◆ **EXERCISE PASSAGE**
.....

The Exorcism of Emily Rose is a 2005 horror/drama film directed by Scott Derrickson that is loosely based on a Roman Catholic Church exorcism in 1976, performed on Anneliese Michel. It concerns the story of Emily Rose (Jennifer Carpenter), a 19-year-old college student who suffers problems of a sufficiently ill-defined nature, that medicine and later an actual exorcism fail to cure. The movie refuses to make an explicit statement on whether the problems are psychotic or demonic, and whether the medicine and exorcism are helping or interfering with one another. Her questions unanswered, Emily eventually dies from self-injury and malnutrition.
The story is told in flashbacks after Father Richard Moore (Tom Wilkinson), the priest who performed the exorcism and oversaw Emily's care, is arrested on charges of negligent homicide. The flashbacks are told from various perspectives, each providing a spiritual or medical reason for her condition and death. Father Moore is represented by an agnostic attorney, Erin Brunner (Laura Linney), and is prosecuted by a churchgoing Methodist, Ethan Thomas (Campbell Scott). Over the course of the trial, the jury and audience is asked to consider the possibility that Emily may have been possessed, and Erin is forced to confront her own beliefs regarding spirituality and morality.

.....

◆ **Referring expression pointing data**

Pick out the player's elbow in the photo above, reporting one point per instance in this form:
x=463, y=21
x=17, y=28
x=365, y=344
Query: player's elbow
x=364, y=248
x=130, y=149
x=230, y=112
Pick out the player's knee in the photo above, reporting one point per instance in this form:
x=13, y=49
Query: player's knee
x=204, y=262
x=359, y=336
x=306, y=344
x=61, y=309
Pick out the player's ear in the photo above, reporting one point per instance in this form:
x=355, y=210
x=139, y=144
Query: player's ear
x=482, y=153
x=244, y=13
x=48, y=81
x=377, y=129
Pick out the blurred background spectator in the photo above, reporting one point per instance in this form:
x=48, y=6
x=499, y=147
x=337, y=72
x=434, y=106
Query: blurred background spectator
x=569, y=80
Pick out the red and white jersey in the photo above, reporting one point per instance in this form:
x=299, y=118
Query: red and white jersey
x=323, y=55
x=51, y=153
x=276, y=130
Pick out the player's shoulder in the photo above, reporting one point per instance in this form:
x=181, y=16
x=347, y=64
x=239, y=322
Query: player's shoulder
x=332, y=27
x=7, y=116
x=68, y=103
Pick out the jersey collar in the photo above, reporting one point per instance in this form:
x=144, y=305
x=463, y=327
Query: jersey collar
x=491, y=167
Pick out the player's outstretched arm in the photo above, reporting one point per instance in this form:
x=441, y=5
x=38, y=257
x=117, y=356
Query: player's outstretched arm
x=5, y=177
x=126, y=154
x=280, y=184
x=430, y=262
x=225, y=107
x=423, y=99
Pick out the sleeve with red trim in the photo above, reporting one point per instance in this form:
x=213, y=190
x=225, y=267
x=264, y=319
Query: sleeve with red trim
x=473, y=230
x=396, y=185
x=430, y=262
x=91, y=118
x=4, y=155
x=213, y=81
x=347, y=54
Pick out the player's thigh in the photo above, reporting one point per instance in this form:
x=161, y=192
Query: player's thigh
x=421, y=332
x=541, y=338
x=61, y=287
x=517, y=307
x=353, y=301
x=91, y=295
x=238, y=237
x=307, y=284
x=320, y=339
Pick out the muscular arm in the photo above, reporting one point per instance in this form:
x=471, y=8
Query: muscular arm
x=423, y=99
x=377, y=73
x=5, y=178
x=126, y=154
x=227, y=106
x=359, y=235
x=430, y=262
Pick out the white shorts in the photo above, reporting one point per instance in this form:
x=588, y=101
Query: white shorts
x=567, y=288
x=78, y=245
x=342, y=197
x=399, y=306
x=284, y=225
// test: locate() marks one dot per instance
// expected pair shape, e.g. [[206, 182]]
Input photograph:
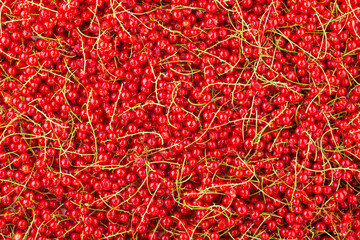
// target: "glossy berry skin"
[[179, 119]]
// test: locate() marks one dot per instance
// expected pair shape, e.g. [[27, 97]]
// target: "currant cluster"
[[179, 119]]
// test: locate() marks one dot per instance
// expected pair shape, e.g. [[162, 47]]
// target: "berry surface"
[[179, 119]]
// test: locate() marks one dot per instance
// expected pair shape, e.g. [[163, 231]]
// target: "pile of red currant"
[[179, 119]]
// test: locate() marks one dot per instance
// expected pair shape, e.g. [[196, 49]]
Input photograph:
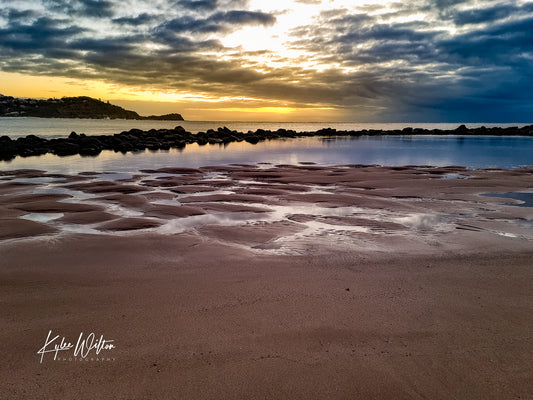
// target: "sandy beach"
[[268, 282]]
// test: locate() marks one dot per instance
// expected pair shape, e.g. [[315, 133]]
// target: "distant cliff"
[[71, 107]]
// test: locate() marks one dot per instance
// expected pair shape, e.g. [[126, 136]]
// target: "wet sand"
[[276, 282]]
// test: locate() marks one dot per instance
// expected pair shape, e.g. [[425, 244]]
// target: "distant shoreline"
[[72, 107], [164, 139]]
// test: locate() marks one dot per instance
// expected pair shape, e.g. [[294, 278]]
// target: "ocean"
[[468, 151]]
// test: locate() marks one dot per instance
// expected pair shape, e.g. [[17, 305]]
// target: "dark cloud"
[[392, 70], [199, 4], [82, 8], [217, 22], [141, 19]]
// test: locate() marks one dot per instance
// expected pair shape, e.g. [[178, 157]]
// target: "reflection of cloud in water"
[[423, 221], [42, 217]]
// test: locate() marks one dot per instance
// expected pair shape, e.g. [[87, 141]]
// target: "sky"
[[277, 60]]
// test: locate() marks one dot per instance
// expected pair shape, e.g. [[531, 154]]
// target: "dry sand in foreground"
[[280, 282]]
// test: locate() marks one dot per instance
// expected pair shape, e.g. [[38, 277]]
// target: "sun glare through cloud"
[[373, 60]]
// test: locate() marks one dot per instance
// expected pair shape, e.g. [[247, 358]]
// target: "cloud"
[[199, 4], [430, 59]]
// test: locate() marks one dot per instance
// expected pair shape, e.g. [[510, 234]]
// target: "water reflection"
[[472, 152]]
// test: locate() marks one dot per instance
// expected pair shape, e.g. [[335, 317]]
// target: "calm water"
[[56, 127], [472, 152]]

.....

◆ **STUDY QUESTIONS**
A) In the passage about The Exorcism of Emily Rose, who prosecutes Father Moore?
B) Transcribe the part of the passage about The Exorcism of Emily Rose that opens with the words containing "The story is" and closes with "spirituality and morality.".
C) Using the passage about The Exorcism of Emily Rose, decide whether each statement agrees with it: (i) The film was directed by Scott Derrickson. (ii) Emily Rose is a 21-year-old college student. (iii) Father Moore's attorney is agnostic.

◆ **ANSWERS TO THE TASKS**
A) Ethan Thomas, a churchgoing Methodist, prosecutes Father Moore.

B)
The story is told in flashbacks after Father Richard Moore (Tom Wilkinson), the priest who performed the exorcism and oversaw Emily's care, is arrested on charges of negligent homicide. The flashbacks are told from various perspectives, each providing a spiritual or medical reason for her condition and death. Father Moore is represented by an agnostic attorney, Erin Brunner (Laura Linney), and is prosecuted by a churchgoing Methodist, Ethan Thomas (Campbell Scott). Over the course of the trial, the jury and audience is asked to consider the possibility that Emily may have been possessed, and Erin is forced to confront her own beliefs regarding spirituality and morality.

C)
(i) Yes: "directed by Scott Derrickson"
(ii) No: "a 19-year-old college student"
(iii) Yes: "an agnostic attorney, Erin Brunner"